Region pointing data
Segment Open

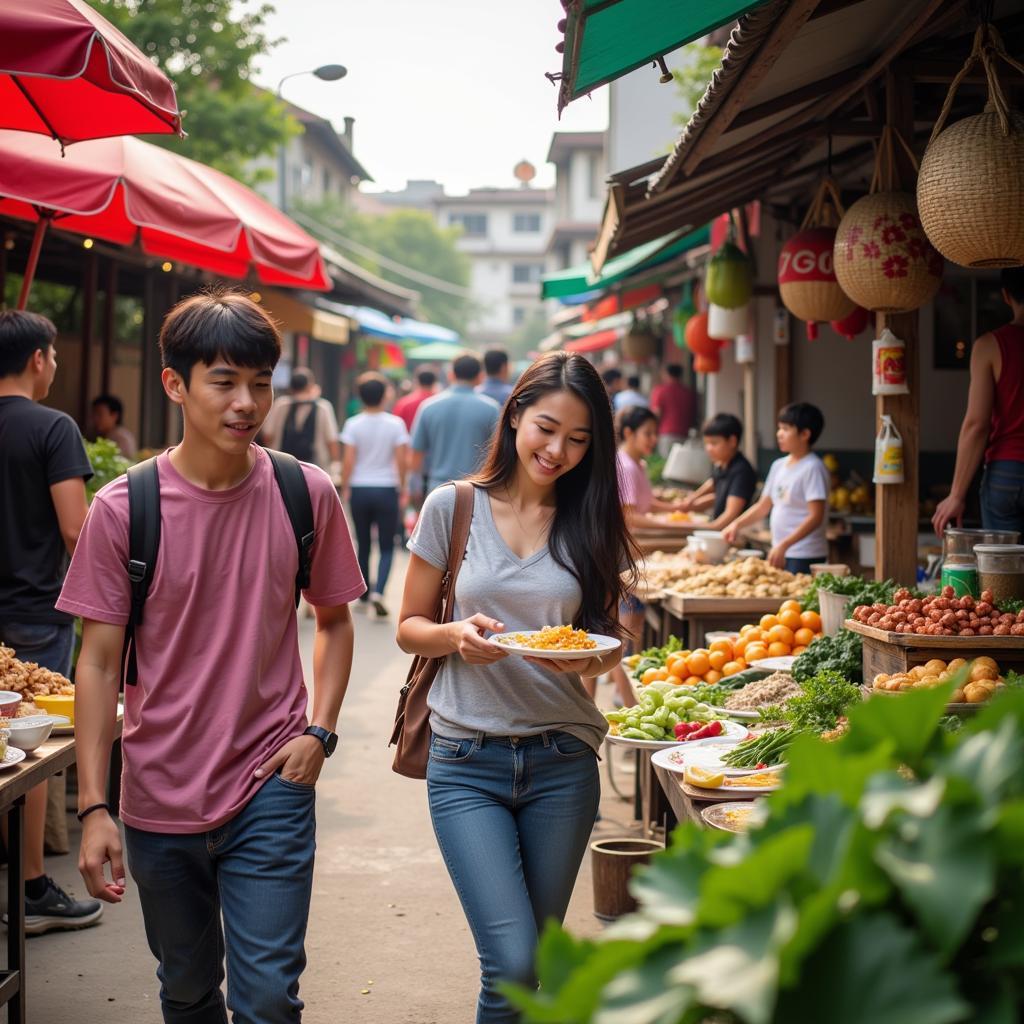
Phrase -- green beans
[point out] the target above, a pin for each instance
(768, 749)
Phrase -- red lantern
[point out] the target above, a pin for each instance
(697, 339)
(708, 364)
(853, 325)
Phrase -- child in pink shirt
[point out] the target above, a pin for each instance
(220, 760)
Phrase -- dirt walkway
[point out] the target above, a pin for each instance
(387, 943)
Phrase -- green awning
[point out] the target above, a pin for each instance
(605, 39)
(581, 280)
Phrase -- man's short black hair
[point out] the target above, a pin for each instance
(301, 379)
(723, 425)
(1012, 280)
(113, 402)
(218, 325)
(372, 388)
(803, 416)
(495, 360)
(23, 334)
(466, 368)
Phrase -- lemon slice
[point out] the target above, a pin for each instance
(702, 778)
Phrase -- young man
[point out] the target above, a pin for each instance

Segment Closed

▸ **Problem statement**
In the records above, the lines containing the string "green" should be counted; give only the total.

▸ **Answer section**
2